→ O QUE FAZER
• 1. Transcreva sem nenhuma alteração o trecho do texto sobre Calandagan que começa em "Sequência impressionante e" e segue até "no turfe atual.".
• 2. Segundo o texto sobre Calandagan, com quanto de vantagem o cavalo cruzou o disco na prova em Dubai?

→ TEXTO EXTRAÍDO

┌──

A vitória consolida o animal como uma das maiores forças do turfe global na atualidade, especialmente após já ter feito história ao vencer a Japan Cup, tornando-se o primeiro cavalo treinado fora do Japão a conquistar a prova em duas décadas.
Um cavalo com motor, coração e aceleração decisiva
Filho da criação própria (homebred) e com 5 anos de idade, Calandagan é um típico exemplo do que há de mais moderno no turfe europeu: resistência, velocidade progressiva e capacidade de explosão nos metros finais.
Durante a prova em Dubai, disputada no hipódromo de Meydan, o cenário parecia desfavorável. O adversário West Wind Blows abriu mais de 10 corpos de vantagem, imprimindo um ritmo forte que indicava uma possível fuga decisiva.
Ainda assim, o jóquei Mickael Barzalona manteve a estratégia fria e calculada:
- Avanço gradual na última curva
- Desvantagem de cerca de 4 corpos nos 400 metros finais
- Aceleração progressiva apenas no momento certo
Quando acionado, Calandagan respondeu de forma impressionante: em poucos galopes, transformou a disputa em uma vitória controlada, cruzando o disco com 3/4 de corpo de vantagem, demonstrando clara superioridade técnica.
Esse tipo de arrancada final é típico de cavalos de elite mundial, com grande capacidade aeróbica e musculatura voltada para aceleração tardia.
Características que fazem Calandagan ser diferente
Segundo sua equipe, o cavalo possui atributos raros no turfe:
- Passada ampla e eficiente, que permite ganhar terreno rapidamente
- “Motor” forte (capacidade física e cardiovascular acima da média)
- Mentalidade competitiva, com forte instinto de vitória
- Explosão nos metros finais, característica decisiva em provas de fundo
Nos bastidores, a equipe destaca que o cavalo “coloca tudo de si nos últimos metros”, evidenciando não apenas preparo físico, mas também temperamento competitivo de alto nível.
Sequência impressionante e domínio internacional
Treinado por Francis-Henri Graffard e pertencente à estrutura do Aga Khan Studs, Calandagan vive uma fase dominante:
- 5 vitórias consecutivas em provas de Grupo 1
- Conquistas em diferentes países
- Capacidade comprovada de adaptação a diferentes pistas e estilos de corrida
Essa consistência em alto nível é um dos principais fatores que o colocam como referência global no turfe atual.
Uma corrida tática e de alta pressão
A prova em Dubai não foi apenas uma demonstração de força, mas também de inteligência tática.
O treinador Graffard destacou que corridas com cavalos desse nível envolvem enorme pressão, já que qualquer resultado abaixo da vitória é considerado frustrante.
O próprio jóquei Barzalona reforçou que o segredo foi confiar no cavalo:
- Conhecimento do estilo de corrida
- Paciência em não antecipar o ataque
- Leitura correta dos adversários
Além disso, ele apontou que esperava maior ameaça de outros competidores, como Giavellotto e Ethical Diamond, mas acabou enfrentando maior resistência de West Wind Blows.

└──

→ DADOS EM ANÁLISE
┌──

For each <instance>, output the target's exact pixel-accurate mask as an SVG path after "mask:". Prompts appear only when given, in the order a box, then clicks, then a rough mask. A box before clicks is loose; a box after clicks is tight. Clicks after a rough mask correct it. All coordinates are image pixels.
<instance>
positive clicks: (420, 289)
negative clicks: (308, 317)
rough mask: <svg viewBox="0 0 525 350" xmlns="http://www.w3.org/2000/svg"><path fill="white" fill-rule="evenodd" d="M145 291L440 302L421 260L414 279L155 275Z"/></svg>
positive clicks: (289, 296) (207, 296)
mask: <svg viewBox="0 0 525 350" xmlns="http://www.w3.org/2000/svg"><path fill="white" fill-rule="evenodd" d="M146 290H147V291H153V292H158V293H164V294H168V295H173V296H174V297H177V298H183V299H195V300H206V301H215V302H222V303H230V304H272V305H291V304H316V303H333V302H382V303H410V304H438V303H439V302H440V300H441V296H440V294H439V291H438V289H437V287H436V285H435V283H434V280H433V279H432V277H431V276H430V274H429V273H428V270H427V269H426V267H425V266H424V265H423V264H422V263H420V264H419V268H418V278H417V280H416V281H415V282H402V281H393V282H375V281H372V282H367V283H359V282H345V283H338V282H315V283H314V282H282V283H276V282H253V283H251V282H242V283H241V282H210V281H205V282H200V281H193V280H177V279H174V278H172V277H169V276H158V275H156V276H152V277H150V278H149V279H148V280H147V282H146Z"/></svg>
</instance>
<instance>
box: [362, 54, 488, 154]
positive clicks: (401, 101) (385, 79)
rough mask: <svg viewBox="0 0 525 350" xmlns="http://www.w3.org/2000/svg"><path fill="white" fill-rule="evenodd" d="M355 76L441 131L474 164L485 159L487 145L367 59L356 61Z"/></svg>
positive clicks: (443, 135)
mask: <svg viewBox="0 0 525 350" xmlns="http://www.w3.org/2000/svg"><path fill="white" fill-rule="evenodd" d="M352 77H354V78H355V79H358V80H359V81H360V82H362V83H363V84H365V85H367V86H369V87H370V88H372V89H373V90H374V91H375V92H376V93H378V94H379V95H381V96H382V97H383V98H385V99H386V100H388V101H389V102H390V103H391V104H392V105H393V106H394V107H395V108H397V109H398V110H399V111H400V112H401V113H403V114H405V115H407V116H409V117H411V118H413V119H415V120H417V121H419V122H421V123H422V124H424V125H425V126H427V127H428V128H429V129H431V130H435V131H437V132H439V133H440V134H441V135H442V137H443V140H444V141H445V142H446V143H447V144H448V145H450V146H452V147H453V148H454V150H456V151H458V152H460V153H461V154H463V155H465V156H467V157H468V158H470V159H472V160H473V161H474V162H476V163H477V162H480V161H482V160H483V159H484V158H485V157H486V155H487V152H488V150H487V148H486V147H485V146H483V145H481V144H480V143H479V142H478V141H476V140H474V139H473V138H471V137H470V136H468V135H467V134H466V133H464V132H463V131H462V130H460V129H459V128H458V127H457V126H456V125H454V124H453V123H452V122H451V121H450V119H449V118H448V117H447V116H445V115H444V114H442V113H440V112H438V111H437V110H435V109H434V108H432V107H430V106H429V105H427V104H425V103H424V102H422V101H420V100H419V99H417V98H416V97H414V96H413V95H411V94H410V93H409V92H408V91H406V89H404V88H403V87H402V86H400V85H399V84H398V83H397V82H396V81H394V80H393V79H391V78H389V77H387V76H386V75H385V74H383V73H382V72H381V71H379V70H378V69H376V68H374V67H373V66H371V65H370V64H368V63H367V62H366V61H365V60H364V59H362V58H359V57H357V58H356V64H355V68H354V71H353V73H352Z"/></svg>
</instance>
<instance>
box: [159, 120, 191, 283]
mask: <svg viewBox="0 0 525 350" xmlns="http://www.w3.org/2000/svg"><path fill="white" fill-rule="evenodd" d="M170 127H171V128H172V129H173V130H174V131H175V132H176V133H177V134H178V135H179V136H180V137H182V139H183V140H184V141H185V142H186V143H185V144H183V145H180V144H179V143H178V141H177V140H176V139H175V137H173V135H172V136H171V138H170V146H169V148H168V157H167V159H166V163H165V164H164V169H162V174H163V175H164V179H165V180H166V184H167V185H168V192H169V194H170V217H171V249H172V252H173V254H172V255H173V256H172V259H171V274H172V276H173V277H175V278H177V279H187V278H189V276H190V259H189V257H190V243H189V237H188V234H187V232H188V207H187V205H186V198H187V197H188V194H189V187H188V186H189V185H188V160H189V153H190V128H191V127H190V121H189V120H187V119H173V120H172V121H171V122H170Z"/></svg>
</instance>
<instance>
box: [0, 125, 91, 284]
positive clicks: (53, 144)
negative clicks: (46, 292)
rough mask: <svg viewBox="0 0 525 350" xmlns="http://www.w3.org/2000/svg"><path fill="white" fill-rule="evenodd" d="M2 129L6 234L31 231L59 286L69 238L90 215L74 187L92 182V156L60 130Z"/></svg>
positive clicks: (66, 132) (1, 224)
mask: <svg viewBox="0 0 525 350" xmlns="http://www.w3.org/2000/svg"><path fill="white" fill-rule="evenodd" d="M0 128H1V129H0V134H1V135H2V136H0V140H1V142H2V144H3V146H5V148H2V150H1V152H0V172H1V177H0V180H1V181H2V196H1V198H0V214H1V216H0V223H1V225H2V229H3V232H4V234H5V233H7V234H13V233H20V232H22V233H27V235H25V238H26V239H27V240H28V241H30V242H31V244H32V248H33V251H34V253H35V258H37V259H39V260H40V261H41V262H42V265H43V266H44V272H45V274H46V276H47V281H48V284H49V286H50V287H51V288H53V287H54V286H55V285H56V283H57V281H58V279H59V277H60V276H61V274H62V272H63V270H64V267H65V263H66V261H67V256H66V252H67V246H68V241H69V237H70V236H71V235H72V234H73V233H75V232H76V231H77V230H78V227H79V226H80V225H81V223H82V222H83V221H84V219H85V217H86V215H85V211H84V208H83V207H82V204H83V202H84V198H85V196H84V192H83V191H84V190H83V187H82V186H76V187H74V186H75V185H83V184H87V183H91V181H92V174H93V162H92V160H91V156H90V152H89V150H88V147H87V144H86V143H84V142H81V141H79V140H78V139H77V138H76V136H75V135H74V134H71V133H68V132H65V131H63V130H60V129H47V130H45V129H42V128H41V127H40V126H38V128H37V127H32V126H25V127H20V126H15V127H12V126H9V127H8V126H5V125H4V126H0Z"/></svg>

└──

→ SOLUÇÕES DAS TAREFAS
• 1.
Sequência impressionante e domínio internacional
Treinado por Francis-Henri Graffard e pertencente à estrutura do Aga Khan Studs, Calandagan vive uma fase dominante:
- 5 vitórias consecutivas em provas de Grupo 1
- Conquistas em diferentes países
- Capacidade comprovada de adaptação a diferentes pistas e estilos de corrida
Essa consistência em alto nível é um dos principais fatores que o colocam como referência global no turfe atual.

• 2. Com 3/4 de corpo de vantagem.